- _DESKRIPSI TUGAS_
Tentukan apakah tiap pernyataan berikut sesuai dengan teks tentang Pasar Bulu di bawah ini, lalu jawab ya atau tidak dan kutip kata-kata teks yang menentukan jawaban itu. 1. Pasar Bulu dibangun pada tahun 1936. 2. Pembangunan Pasar Bulu memakan waktu dua tahun. 3. Karsten adalah lulusan Technische Hoogeschool di Delft.

- _KUTIPAN DOKUMEN_
□ □ □ □ □ □ □

Translate

Sabtu, 06 Juli 2013

Revitalisasi Pasar Bulu, Semarang bermasalah dalam pengurusan AMDAL




Revitalisasi Pasar Bulu, Semarang menuai permasalahan. Proyek ini dinilai telah merusak cagar budaya Kota Semarang, dimana Pasar Bulu adalah bangunan cagar budaya dan juga bermasalah dalam pengurusan dokumen AMDAL. Yang menyalahi aturan dan berakibat fatal.
Sejarah singkat Pasar Bulu
Pasar bulu menrupakan bangunan lama yang dibangun pada tahun 1936, oleh Ir. Herman Thomas Karsten, seorang insinyur arsitek lulusan Technische Hoogeschool di Delft negara Belanda. Bangunan ini menghabiskan waktu 1 tahun dalam penyelesaiannya. Karsten  menggunakan struktur konstruksi yang dinamakan struktur jamur (mushroom), yaitu bagian atasnya berbentuk segi delapan. Untuk mengatasi masalah penghawaan dan pencahayaan Ia membuat bukaan (pintu, jendela maupun lubang ventilasi) yang lebarnya sama dengan jarak antar travenya.

□ □ □ □ □ □ □

- _INFORMASI YANG DIBERIKAN_
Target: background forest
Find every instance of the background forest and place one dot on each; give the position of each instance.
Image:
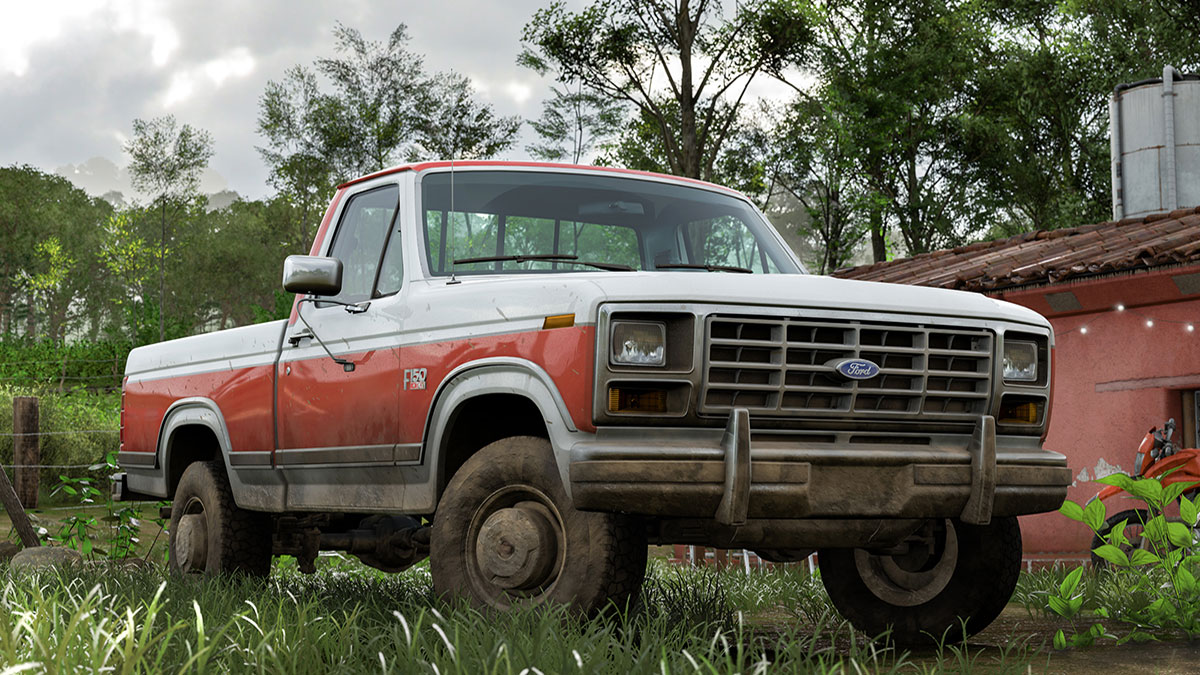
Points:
(906, 127)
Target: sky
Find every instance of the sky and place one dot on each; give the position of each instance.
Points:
(75, 73)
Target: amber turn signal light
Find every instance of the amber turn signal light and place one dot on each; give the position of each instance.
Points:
(558, 321)
(624, 399)
(1020, 410)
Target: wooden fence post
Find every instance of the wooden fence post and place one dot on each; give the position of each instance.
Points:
(27, 448)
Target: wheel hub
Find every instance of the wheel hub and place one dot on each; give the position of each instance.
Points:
(517, 547)
(192, 542)
(909, 580)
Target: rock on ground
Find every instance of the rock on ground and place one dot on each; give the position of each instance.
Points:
(40, 557)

□ □ □ □ □ □ □

- _JAWABAN_
1. Ya: "dibangun pada tahun 1936"
2. Tidak: "menghabiskan waktu 1 tahun dalam penyelesaiannya"
3. Ya: "lulusan Technische Hoogeschool di Delft negara Belanda"